The request:
Reproduce the records from the line with "Would you be able to mark the sandy" through the end of the records, requests included, offsetting every x and y coordinate in the answers by adding 119.

(Labeled-object pointing records)
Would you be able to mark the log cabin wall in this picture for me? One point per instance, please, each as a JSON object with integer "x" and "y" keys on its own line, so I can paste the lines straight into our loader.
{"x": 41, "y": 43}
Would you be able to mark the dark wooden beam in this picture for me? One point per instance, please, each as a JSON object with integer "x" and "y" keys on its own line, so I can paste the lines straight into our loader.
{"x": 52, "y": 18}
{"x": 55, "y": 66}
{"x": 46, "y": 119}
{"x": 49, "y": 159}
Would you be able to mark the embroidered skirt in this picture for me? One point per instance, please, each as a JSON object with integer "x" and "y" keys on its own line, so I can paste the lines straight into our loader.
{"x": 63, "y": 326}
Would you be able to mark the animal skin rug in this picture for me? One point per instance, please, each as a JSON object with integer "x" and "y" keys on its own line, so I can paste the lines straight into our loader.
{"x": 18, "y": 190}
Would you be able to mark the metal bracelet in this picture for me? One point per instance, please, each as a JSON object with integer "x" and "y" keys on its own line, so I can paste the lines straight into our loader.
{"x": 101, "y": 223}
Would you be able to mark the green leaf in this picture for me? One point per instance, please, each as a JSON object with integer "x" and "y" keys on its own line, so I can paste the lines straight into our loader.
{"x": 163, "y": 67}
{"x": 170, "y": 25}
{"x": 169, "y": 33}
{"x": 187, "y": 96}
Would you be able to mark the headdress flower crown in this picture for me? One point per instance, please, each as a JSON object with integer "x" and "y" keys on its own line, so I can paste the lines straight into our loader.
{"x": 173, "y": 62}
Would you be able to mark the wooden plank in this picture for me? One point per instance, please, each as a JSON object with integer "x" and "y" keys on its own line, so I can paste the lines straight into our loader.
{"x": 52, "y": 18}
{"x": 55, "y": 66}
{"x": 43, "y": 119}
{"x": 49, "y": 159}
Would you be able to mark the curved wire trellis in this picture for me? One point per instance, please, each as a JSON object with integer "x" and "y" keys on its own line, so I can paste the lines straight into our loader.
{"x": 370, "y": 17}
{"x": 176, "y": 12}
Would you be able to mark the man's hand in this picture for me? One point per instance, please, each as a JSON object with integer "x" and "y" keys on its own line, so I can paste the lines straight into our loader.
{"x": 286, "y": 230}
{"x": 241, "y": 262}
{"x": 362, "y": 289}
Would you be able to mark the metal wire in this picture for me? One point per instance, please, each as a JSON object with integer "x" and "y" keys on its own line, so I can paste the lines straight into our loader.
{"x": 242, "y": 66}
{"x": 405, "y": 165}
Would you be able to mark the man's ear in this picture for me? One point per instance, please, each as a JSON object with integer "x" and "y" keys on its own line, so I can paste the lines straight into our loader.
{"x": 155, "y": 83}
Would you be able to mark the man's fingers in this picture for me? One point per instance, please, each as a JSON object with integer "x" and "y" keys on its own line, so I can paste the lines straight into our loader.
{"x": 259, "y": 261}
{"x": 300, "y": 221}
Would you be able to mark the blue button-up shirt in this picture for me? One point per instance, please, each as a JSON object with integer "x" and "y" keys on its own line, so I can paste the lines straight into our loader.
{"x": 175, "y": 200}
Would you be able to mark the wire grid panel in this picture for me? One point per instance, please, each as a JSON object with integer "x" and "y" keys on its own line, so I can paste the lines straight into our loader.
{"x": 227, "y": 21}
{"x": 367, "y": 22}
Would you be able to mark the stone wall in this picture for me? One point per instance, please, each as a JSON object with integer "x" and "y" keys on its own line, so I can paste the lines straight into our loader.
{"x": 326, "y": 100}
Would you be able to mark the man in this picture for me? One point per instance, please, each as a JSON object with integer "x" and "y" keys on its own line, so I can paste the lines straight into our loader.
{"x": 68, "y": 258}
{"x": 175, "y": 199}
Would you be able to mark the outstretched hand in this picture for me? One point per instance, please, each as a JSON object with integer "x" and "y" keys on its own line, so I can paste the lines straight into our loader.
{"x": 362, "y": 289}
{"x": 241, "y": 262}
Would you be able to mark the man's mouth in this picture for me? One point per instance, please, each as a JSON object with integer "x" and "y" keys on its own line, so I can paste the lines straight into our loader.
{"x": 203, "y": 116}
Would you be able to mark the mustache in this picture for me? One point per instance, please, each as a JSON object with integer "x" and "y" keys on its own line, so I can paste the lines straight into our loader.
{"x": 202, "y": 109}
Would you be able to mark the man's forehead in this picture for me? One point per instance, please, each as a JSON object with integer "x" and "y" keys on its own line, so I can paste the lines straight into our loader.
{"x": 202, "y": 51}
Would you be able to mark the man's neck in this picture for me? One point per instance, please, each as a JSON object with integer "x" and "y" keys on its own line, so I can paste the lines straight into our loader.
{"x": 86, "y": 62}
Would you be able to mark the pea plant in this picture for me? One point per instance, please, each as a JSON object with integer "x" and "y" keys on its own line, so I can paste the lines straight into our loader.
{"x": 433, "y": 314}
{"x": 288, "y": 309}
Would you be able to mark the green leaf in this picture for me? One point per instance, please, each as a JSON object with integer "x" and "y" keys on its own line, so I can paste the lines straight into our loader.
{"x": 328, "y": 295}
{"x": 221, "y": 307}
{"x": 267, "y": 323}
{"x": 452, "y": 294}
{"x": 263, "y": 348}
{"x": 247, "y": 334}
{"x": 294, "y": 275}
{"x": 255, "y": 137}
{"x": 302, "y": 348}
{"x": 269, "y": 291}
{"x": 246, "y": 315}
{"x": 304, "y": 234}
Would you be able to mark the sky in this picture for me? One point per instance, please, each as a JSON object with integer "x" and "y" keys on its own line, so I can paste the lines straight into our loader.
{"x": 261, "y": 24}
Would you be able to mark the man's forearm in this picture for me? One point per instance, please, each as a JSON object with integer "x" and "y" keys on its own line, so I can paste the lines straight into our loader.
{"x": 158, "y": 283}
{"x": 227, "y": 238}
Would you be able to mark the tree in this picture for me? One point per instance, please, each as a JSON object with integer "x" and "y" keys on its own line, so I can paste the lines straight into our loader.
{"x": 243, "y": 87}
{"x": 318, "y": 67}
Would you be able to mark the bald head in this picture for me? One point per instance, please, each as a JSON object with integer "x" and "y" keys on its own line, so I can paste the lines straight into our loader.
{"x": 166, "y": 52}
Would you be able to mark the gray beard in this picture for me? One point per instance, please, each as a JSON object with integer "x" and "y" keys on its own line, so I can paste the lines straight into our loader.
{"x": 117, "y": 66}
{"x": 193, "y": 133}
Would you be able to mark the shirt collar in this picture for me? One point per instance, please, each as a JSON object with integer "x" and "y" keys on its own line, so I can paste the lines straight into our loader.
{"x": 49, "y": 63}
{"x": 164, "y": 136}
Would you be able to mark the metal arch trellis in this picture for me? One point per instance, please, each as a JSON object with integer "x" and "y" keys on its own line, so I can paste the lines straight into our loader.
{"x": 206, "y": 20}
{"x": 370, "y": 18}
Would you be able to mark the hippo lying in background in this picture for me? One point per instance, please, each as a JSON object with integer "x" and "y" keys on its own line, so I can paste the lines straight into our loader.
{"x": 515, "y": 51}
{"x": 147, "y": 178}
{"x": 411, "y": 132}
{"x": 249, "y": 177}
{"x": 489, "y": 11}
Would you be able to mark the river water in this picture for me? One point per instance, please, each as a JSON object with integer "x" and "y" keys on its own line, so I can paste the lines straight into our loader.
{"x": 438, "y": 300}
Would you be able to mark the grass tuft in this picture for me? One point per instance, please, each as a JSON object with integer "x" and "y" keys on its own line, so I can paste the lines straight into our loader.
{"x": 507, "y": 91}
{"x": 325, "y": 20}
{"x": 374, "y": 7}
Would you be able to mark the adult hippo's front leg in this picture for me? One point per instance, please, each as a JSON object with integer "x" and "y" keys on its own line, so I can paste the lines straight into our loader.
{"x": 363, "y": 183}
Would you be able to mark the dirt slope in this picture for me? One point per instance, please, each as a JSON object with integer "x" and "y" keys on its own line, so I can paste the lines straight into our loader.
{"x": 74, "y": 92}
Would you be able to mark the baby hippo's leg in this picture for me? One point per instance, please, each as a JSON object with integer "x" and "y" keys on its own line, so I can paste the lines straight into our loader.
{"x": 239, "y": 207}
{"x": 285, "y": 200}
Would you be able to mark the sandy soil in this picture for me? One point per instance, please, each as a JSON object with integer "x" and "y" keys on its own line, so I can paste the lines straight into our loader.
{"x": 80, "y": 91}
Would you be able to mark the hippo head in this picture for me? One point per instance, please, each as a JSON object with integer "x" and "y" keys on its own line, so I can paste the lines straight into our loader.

Full answer:
Would you be able to mark the sandy soil in this picture for me? One point per instance, please, each as a JSON object with integer "x" and "y" keys on its own line, so I can paste the lines straight into our loader.
{"x": 199, "y": 210}
Would you be able to mark the hippo head in this picture for me? One point per instance, please, each as a JSON object with integer "x" and "y" keys on its own line, so I can paste the lines straight into our loader.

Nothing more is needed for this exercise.